#### Exercise directions:
Make the copy match the entries below exactly, with no pictures carried over.
[[ Working data open ]]
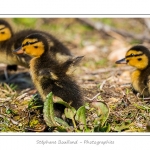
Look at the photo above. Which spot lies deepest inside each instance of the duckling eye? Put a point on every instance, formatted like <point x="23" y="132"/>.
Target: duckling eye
<point x="132" y="55"/>
<point x="2" y="32"/>
<point x="35" y="46"/>
<point x="139" y="59"/>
[[ Working data closed ]]
#### Answer to this exercise:
Look at the photo above. Which spot lies deepest inside each instance of the duckling eye? Put a point on every instance, formatted like <point x="23" y="132"/>.
Target: duckling eye
<point x="132" y="55"/>
<point x="2" y="32"/>
<point x="35" y="46"/>
<point x="139" y="59"/>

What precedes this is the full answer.